▶ [WORK TASK]:
Reply with one number: the count of lines in the records below that hold "long".

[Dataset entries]

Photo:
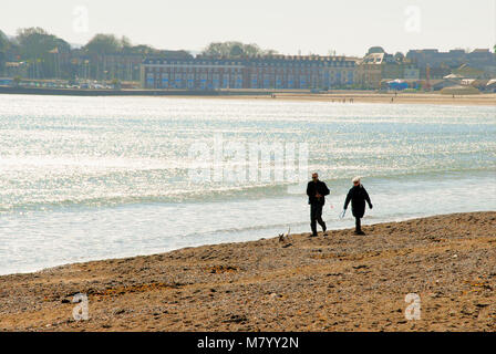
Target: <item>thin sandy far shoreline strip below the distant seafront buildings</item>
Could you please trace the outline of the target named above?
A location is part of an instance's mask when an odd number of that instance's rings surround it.
[[[452,95],[432,93],[378,93],[372,91],[329,91],[324,93],[278,92],[278,91],[165,91],[165,90],[62,90],[0,87],[0,94],[16,95],[55,95],[91,97],[161,97],[161,98],[214,98],[214,100],[270,100],[296,102],[329,103],[380,103],[380,104],[436,104],[436,105],[476,105],[496,106],[496,93],[473,95]]]

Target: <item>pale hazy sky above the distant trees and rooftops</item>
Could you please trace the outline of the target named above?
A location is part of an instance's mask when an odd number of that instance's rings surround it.
[[[86,15],[87,14],[87,15]],[[134,44],[202,50],[258,43],[285,54],[363,55],[369,46],[492,48],[496,0],[1,0],[0,29],[42,27],[70,43],[95,33]]]

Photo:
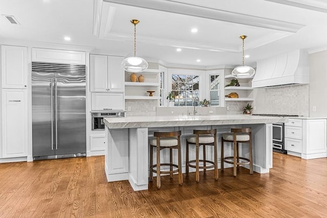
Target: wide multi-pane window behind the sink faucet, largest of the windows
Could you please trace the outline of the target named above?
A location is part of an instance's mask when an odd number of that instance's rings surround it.
[[[199,75],[172,74],[172,91],[176,94],[175,106],[193,106],[200,94]]]

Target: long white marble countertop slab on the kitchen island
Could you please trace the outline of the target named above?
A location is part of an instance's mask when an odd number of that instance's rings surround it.
[[[287,123],[287,117],[248,115],[105,117],[109,129]]]

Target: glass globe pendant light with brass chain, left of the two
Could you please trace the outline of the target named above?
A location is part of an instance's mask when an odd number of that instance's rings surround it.
[[[125,58],[122,62],[122,67],[127,72],[143,72],[148,68],[148,62],[143,58],[136,57],[136,25],[139,20],[131,20],[134,25],[134,57]]]

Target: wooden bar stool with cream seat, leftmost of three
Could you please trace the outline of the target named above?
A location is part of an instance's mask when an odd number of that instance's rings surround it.
[[[160,188],[160,174],[173,174],[178,172],[178,183],[183,183],[181,169],[181,150],[180,150],[180,135],[181,131],[176,132],[154,132],[154,137],[150,138],[150,181],[153,179],[153,173],[157,174],[157,187]],[[153,164],[153,149],[156,148],[157,164]],[[160,151],[169,149],[169,163],[160,163]],[[173,149],[177,149],[178,165],[173,164]],[[161,171],[160,166],[170,166],[170,171]],[[154,169],[156,167],[156,169]],[[175,169],[174,169],[175,167]]]

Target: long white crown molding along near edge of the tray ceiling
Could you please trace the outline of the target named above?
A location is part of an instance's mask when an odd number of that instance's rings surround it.
[[[213,8],[206,8],[195,6],[191,4],[178,3],[172,1],[153,1],[153,0],[138,0],[138,1],[121,1],[121,0],[103,0],[108,3],[115,3],[119,5],[128,5],[140,8],[147,8],[158,11],[165,11],[177,14],[184,14],[195,17],[202,17],[207,19],[214,19],[220,21],[227,21],[238,23],[241,25],[260,27],[278,31],[285,31],[296,33],[299,29],[304,27],[296,23],[285,22],[280,20],[268,19],[263,17],[251,16],[247,14],[234,13],[229,11],[217,10]]]

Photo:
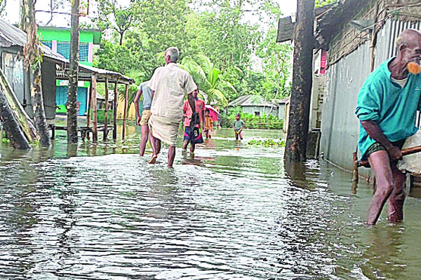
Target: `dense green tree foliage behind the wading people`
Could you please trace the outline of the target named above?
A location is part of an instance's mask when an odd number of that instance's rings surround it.
[[[210,104],[225,106],[246,94],[272,102],[290,92],[290,45],[276,43],[274,26],[265,32],[244,20],[251,6],[273,25],[281,16],[276,0],[97,1],[102,10],[91,27],[113,33],[102,37],[94,66],[126,76],[138,71],[142,82],[163,65],[163,51],[176,46]]]

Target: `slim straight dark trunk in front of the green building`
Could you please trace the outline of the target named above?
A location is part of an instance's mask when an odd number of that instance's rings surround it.
[[[77,82],[79,71],[79,0],[72,0],[72,36],[70,39],[69,92],[67,94],[67,143],[77,138]]]

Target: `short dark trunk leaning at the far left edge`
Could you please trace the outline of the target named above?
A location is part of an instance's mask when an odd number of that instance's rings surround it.
[[[7,138],[11,141],[13,147],[18,149],[30,149],[29,142],[25,133],[20,128],[18,120],[9,106],[4,92],[0,88],[0,120],[6,131]],[[0,132],[1,133],[1,132]]]

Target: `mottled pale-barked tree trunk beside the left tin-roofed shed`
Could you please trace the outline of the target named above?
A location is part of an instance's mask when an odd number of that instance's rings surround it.
[[[38,26],[35,20],[34,0],[22,0],[21,25],[27,32],[27,43],[23,47],[25,69],[32,73],[31,97],[34,111],[35,127],[39,134],[39,144],[43,147],[51,146],[50,134],[44,109],[44,100],[41,87],[41,61],[42,54],[38,40]]]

▶ [EXPECTED ANSWER]:
2